• _PROBLEM REQUIREMENTS_
Nothing in the entries may be dropped: restate them word for word.

• _Saved entries_
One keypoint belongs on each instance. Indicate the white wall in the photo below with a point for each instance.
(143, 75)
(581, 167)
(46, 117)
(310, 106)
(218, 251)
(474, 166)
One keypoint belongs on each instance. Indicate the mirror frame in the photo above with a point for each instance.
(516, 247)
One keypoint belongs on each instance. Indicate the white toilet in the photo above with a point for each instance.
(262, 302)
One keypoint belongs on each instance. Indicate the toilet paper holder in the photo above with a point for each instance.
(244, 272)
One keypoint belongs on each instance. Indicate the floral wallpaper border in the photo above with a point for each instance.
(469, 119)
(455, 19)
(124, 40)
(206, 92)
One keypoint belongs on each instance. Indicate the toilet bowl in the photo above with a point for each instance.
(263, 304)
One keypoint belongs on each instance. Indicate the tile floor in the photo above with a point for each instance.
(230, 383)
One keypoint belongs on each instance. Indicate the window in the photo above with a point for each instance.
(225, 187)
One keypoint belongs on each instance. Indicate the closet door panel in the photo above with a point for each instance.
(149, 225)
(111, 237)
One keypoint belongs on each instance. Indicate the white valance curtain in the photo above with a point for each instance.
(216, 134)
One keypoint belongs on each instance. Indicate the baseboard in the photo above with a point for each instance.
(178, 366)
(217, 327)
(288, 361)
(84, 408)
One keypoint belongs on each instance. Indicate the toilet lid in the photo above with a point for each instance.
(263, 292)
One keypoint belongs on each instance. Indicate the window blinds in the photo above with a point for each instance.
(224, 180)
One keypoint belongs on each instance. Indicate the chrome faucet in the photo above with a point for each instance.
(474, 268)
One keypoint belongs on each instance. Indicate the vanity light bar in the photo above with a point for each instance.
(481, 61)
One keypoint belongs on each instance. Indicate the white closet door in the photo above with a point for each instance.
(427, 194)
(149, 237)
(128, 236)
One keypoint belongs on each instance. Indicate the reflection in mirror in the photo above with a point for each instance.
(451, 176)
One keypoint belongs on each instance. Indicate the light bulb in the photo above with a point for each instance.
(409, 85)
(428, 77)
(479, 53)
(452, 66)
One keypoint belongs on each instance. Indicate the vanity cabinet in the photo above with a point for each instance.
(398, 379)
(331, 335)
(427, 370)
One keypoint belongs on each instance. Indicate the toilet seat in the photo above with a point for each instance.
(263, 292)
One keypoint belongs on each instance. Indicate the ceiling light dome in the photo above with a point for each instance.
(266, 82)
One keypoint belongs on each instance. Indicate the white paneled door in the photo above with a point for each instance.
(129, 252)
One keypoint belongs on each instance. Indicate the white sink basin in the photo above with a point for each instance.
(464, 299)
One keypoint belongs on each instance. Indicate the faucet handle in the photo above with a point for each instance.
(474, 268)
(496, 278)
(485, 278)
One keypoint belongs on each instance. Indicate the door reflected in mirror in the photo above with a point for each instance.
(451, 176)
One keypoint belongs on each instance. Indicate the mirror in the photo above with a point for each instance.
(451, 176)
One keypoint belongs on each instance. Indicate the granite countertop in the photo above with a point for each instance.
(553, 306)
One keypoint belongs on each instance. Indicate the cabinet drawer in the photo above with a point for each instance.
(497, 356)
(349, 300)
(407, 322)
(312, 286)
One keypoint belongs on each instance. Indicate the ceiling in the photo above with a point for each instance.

• _ANSWER_
One keypoint belongs on each instance. Indicate the white wall in the photo below with a point for each instance.
(143, 75)
(581, 167)
(46, 117)
(310, 106)
(218, 251)
(474, 166)
One keypoint belongs on each instance. Indicate the mirror frame in the photo above with a point for each instance.
(516, 247)
One keypoint belongs on each instance. Indicate the white toilet in the photo above with a point for each instance.
(262, 302)
One keypoint belongs on each instance. Indicate the toilet paper holder in the photo above with a point for each instance.
(244, 272)
One keypoint belongs on each instance. Indicate the floral wallpaper border in the photo above with a point for each instance.
(469, 119)
(455, 19)
(124, 40)
(206, 92)
One keypoint belongs on each instance. Indicate the toilet bowl in the photo above with a point for each instance.
(263, 304)
One keypoint belongs on each instance. Indicate the tile floor in the photo above with a point for each instance.
(230, 383)
One keypoint belongs on each instance. Indicate the window in the photo above with a point for each instance.
(225, 187)
One keypoint belongs on each instance. Indicate the closet door panel in the photo above with a point for each instance.
(149, 225)
(111, 237)
One keypoint belongs on each instance. Indicate the white valance curtain in the photo above with a point for each instance.
(216, 134)
One keypoint belongs on each instance. Indicate the baseboard in the photo above with a point for each instance.
(178, 366)
(217, 327)
(288, 361)
(84, 408)
One keypoint belongs on each instance. Indicate the toilet lid in the photo above with a point for each instance.
(263, 292)
One keypoint belongs on each instance. Indicate the window blinds in the photo above with a point for each instance.
(224, 180)
One keypoint belongs on each instance. Indicate the chrome faucet in the photo above with a point for each instance.
(474, 268)
One keypoint belongs on each instance. Indicate the vanity light bar in the photo above with a point for each instance.
(481, 61)
One keypoint belongs on each instance. Indicate the white closet door in the photo above with a point for each instance.
(427, 194)
(149, 237)
(128, 236)
One keypoint belongs on each instance. Indicate the reflection in mirror in the photo above with a point for each instance.
(451, 176)
One keypoint belongs on each instance. Indicate the light bulb in the photo above with a point for each instance.
(409, 85)
(428, 77)
(479, 53)
(452, 66)
One keypoint belongs on each instance. Indicate the vanity cabinet in the photo above with a point for each instance.
(398, 379)
(331, 335)
(427, 370)
One keypoint belongs on each instance. Indicate the toilet seat in the photo above with a point for each instance.
(263, 292)
One keypoint belongs on each instance. Indicate the ceiling light dome in the photo above with a point for each instance.
(266, 82)
One keypoint belongs on each instance. Indicate the white paneled door in the photo above with a point for each instance.
(129, 252)
One keypoint belongs on each instance. Indicate the white sink basin in the photo above with a point for each instance.
(464, 299)
One keypoint belongs on each instance. Indicate the faucet handle in the photo above with a point for each instance.
(474, 268)
(496, 278)
(485, 278)
One keypoint belongs on each instance. Indicate the door reflected in mirror in the photo above with a point for each instance.
(451, 176)
One keypoint belongs on each instance. Indicate the mirror in the photo above with a point for each instance.
(451, 176)
One keypoint belongs on each instance. Indicate the granite countertop in the photo above with a point for each instance.
(553, 306)
One keypoint belongs on each instance. Indicate the cabinet drawer in the photo above with a point for each instance.
(497, 356)
(349, 300)
(407, 322)
(312, 286)
One keypoint belongs on each instance. Indicate the ceiling in the photo above with a point for each instance.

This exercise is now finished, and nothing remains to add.